▶ **Your instructions**
Without skipping anything, write out each record below exactly.

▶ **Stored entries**
* * * * * * *

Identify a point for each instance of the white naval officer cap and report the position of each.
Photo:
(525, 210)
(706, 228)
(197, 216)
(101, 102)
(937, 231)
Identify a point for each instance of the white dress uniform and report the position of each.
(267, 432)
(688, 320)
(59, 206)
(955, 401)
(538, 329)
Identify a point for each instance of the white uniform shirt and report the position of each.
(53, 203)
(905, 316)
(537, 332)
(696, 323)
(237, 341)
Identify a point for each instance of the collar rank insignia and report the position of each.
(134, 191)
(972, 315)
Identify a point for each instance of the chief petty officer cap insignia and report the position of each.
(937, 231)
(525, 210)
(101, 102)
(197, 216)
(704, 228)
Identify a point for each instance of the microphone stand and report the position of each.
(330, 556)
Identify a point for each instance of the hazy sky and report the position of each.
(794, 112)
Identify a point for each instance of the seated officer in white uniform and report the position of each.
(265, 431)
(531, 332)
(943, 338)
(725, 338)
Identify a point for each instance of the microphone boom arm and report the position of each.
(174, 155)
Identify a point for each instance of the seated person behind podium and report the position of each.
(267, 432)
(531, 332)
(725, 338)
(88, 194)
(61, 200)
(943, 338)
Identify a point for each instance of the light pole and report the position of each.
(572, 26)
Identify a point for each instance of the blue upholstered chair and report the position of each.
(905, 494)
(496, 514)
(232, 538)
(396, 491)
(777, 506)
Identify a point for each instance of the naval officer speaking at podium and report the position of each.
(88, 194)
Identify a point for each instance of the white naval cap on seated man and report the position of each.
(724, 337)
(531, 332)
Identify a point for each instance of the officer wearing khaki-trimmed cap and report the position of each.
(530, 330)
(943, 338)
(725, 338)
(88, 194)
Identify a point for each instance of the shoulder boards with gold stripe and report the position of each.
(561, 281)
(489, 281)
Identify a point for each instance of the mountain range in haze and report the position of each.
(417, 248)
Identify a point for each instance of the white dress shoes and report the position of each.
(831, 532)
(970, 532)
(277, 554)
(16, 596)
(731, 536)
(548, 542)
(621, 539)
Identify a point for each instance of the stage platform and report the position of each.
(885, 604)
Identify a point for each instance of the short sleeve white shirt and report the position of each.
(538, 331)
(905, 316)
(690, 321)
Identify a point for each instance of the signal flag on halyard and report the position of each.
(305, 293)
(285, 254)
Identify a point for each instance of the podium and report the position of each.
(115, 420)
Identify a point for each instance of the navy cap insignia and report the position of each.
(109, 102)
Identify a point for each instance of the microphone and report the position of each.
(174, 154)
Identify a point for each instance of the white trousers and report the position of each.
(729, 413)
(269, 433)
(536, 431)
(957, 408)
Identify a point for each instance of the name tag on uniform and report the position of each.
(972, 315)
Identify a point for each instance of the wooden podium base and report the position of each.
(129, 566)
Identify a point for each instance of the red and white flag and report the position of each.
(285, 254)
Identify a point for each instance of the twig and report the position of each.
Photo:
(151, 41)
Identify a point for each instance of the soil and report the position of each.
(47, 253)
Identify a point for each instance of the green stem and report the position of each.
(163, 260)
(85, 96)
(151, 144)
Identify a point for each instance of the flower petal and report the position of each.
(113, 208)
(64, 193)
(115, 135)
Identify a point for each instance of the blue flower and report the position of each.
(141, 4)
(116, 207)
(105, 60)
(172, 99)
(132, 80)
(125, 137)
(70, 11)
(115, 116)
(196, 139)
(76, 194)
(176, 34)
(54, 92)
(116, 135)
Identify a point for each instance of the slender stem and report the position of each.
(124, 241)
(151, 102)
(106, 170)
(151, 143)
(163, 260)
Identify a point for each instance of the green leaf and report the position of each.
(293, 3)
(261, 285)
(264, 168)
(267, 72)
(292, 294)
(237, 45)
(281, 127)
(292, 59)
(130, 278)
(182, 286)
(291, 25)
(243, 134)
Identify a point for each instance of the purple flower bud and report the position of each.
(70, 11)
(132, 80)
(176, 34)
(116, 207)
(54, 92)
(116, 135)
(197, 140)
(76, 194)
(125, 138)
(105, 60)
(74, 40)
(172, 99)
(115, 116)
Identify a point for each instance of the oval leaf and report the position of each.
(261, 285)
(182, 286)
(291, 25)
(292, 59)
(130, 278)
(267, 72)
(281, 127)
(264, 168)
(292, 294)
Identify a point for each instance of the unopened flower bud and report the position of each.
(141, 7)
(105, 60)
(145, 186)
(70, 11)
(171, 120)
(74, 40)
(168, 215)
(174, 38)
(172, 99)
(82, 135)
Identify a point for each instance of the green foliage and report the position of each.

* * * * * * *

▶ **Response**
Identify a point for each instance of the white naval officer cap and report the position of each.
Photo:
(525, 210)
(706, 228)
(197, 216)
(101, 102)
(937, 231)
Identify a point for each instance of the white dress uniform and report the position of each.
(267, 432)
(688, 320)
(59, 206)
(955, 401)
(538, 329)
Identify a point for each instance of the white uniform shirt and report the position of each.
(53, 203)
(905, 316)
(537, 332)
(696, 323)
(237, 341)
Identify a point for each instance of the collar rank insignia and report the position of each.
(134, 191)
(972, 315)
Identify a point for each instance of the chief petty officer cap insignia and report the position of each.
(937, 231)
(525, 210)
(101, 102)
(197, 216)
(704, 228)
Identify a point for each instance of the microphone stand and report the position of each.
(330, 556)
Identify a point for each instance of the hazy sky and report the position of each.
(794, 112)
Identify a point for each instance of the seated officer in white uniform and report the position of each.
(265, 431)
(531, 332)
(943, 338)
(725, 338)
Identify a point for each instance of the microphone boom arm and report the position of each.
(174, 155)
Identify a point for each instance of the seated person behind podium and report the position of each.
(267, 432)
(531, 332)
(725, 338)
(88, 194)
(61, 200)
(943, 338)
Identify a point for each instance of the light pole and report the position of each.
(572, 26)
Identify a point for each instance of the blue upholstered chair and report the position of each.
(905, 494)
(496, 514)
(232, 538)
(396, 491)
(777, 506)
Identify a point for each instance of the naval officer speaking at podium and report the position of each.
(88, 194)
Identify a point for each instance of the white naval cap on seated man and report the position of each.
(724, 337)
(531, 332)
Identify a point for each instance of the officer wearing khaki-trimmed cap and report the position of each.
(530, 330)
(943, 338)
(725, 338)
(88, 194)
Identify a point for each instance of the shoulder boards with gold stripe and report the position of each.
(561, 281)
(489, 281)
Identify a point for each instance of the mountain range in haze and report the position of each.
(417, 248)
Identify a point for each instance of the white dress shoes and report the position of each.
(831, 532)
(970, 532)
(277, 554)
(16, 596)
(731, 536)
(548, 542)
(621, 539)
Identify a point for each instance of the stage platform and report the position of each.
(885, 604)
Identify a point for each instance of the short sleeve white shirt and report the position of each.
(538, 331)
(905, 316)
(690, 321)
Identify a point for each instance of the signal flag on halyard and report the position of each.
(305, 293)
(285, 254)
Identify a point for each instance of the podium and report the position of each.
(115, 420)
Identify a point for each instance of the navy cap insignia and report the position of each.
(109, 102)
Identify a point for each instance of the microphone and report the position of each.
(174, 154)
Identify a point for each instance of the white trousers and report the position of each.
(729, 413)
(269, 433)
(536, 431)
(957, 408)
Identify a point for each instance of the name tag on uniform and report the position of each.
(972, 315)
Identify a point for each instance of the wooden podium base and report the position of each.
(129, 566)
Identify a point for each instance of the red and white flag and report the position of each.
(285, 254)
Identify a point for each instance of the twig and report the position of each.
Photo:
(151, 41)
Identify a point for each instance of the soil and report the position of each.
(47, 253)
Identify a point for each instance of the green stem and report the position of each.
(163, 260)
(85, 96)
(151, 144)
Identify a point for each instance of the flower petal and report the position of each.
(113, 208)
(64, 193)
(115, 135)
Identify a point for each instance of the blue flower and report the position of each.
(141, 4)
(116, 207)
(105, 60)
(172, 99)
(132, 80)
(125, 137)
(70, 11)
(115, 116)
(196, 139)
(76, 194)
(176, 34)
(54, 92)
(116, 135)
Identify a point for each instance of the slender stem and report the position of each.
(124, 241)
(151, 102)
(106, 170)
(151, 143)
(163, 260)
Identify a point for each instance of the green leaf and report the position of each.
(293, 3)
(261, 285)
(264, 168)
(267, 72)
(292, 294)
(237, 45)
(281, 127)
(292, 59)
(130, 278)
(182, 286)
(291, 25)
(243, 134)
Identify a point for each instance of the purple flower bud and report the position of each.
(70, 11)
(132, 80)
(176, 34)
(116, 207)
(54, 92)
(116, 135)
(197, 140)
(76, 194)
(125, 138)
(105, 60)
(74, 40)
(172, 99)
(115, 116)
Identify a point for each instance of the oval leaf and report the position of each.
(261, 285)
(182, 286)
(291, 25)
(292, 59)
(130, 278)
(267, 72)
(281, 127)
(264, 168)
(292, 294)
Identify a point for each instance of the unopened flower bud and report the position of each.
(141, 7)
(105, 60)
(145, 186)
(70, 11)
(171, 120)
(74, 40)
(168, 215)
(174, 38)
(172, 99)
(82, 135)
Identify a point for each instance of the green foliage and report the position of each.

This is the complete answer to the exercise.